__ENTRIES PROVIDED__

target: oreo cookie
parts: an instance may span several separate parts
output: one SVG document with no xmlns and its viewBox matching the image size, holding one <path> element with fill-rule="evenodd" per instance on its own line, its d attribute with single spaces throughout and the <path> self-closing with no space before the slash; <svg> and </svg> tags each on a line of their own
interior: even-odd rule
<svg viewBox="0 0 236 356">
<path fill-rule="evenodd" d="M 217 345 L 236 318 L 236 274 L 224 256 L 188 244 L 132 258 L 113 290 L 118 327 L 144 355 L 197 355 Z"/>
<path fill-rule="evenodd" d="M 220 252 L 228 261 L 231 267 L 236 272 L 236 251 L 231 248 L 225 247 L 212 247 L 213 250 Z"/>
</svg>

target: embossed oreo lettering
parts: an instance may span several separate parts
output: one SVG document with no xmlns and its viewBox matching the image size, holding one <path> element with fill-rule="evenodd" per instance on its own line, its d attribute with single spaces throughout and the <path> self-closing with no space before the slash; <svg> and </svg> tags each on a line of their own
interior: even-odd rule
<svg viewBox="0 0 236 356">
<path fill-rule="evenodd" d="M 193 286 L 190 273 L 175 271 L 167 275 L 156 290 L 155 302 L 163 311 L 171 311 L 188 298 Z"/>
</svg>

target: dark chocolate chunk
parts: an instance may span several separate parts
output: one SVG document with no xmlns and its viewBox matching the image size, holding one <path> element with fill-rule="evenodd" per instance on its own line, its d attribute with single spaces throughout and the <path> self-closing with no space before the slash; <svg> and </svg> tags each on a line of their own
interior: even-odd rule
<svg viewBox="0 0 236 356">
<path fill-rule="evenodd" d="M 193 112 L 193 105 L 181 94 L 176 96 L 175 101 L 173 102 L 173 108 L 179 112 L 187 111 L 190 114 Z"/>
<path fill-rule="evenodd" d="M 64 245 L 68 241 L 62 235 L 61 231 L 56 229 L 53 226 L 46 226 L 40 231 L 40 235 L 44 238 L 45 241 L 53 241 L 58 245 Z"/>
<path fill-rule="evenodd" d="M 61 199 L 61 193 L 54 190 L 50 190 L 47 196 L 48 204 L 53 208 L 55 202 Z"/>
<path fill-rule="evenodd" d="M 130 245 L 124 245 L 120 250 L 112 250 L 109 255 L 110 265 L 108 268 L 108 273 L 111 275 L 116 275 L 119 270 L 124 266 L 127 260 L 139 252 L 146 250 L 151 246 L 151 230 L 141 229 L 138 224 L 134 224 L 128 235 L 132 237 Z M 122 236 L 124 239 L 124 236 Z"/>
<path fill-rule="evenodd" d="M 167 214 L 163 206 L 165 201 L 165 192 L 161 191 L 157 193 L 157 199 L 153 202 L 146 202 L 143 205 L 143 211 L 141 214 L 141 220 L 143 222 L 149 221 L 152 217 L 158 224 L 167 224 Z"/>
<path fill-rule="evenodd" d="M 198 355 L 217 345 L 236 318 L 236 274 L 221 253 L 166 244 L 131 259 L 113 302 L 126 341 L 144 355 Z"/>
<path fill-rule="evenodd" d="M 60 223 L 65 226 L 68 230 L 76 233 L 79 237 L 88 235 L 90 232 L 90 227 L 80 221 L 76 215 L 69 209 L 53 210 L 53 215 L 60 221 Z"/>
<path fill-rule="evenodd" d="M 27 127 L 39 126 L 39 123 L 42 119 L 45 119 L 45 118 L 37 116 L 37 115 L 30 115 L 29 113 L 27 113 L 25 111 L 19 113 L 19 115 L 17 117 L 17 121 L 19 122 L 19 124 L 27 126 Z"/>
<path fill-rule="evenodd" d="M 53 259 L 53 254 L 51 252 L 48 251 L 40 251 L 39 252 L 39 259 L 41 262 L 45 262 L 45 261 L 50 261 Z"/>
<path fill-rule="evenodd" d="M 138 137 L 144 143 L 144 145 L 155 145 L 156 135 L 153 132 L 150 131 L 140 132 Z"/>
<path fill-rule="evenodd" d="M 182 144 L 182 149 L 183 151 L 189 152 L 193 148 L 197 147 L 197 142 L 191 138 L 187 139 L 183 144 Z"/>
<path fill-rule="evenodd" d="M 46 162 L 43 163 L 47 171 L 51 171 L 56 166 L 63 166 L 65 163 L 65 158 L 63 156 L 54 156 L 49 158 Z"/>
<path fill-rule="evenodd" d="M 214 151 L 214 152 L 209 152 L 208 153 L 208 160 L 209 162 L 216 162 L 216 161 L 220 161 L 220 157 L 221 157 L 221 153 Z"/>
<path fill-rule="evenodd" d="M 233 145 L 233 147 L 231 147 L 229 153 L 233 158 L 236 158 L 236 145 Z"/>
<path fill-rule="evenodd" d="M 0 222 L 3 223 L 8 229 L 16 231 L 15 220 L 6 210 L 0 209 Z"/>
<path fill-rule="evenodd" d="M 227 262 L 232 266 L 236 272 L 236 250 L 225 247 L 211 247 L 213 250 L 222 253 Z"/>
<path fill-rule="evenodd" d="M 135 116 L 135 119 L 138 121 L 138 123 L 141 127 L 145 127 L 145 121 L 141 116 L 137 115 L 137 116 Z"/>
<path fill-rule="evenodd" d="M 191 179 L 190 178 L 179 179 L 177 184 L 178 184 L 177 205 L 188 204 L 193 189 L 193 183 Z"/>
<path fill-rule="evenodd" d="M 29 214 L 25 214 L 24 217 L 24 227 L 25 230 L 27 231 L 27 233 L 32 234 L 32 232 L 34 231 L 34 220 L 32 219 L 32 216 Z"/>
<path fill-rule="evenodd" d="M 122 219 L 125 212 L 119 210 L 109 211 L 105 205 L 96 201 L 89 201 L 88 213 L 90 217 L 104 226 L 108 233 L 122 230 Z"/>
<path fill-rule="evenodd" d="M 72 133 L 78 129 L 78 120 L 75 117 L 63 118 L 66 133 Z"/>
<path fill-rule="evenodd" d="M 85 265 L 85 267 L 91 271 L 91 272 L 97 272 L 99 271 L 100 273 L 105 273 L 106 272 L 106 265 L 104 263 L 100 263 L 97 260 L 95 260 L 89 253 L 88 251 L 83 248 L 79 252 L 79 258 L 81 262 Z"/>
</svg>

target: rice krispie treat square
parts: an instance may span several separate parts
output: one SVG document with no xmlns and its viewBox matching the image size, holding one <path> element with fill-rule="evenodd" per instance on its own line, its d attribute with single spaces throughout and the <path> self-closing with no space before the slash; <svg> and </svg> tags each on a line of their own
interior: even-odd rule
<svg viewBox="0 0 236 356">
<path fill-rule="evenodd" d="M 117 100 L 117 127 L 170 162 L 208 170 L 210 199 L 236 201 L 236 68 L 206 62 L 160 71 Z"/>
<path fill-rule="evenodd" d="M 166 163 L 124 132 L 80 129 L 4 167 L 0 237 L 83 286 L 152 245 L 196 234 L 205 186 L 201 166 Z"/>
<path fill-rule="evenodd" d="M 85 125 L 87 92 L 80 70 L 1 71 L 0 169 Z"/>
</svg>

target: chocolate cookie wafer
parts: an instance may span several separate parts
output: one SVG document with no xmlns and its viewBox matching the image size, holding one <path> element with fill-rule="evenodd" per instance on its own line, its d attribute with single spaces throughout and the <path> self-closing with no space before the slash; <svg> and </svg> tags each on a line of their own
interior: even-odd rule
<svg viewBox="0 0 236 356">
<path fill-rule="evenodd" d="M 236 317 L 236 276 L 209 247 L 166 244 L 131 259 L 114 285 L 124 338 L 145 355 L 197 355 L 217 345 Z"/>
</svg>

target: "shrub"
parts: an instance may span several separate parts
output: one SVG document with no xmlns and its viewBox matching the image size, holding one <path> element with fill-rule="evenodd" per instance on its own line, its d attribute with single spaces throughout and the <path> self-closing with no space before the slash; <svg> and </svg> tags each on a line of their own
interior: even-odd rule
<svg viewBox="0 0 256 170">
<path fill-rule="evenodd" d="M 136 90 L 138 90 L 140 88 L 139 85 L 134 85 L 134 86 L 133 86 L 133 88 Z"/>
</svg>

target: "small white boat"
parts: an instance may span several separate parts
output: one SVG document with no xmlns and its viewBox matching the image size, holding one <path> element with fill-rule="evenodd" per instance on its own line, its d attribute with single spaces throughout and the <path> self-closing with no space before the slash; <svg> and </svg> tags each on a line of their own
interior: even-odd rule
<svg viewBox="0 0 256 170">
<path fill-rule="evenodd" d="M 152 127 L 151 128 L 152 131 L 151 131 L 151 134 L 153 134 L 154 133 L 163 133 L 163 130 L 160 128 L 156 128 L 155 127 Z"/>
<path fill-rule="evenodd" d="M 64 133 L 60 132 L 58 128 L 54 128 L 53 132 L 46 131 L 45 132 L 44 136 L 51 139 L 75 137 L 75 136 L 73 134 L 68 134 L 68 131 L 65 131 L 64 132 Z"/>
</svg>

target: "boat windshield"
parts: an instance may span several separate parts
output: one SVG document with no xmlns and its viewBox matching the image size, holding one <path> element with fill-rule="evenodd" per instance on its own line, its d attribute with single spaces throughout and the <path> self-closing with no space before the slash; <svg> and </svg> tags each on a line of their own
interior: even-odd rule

__GIVEN PROBLEM__
Pick out and copy every line of the entries above that contains the word "oreo".

__OUTPUT FOR THIS EXERCISE__
target: oreo cookie
target: embossed oreo lettering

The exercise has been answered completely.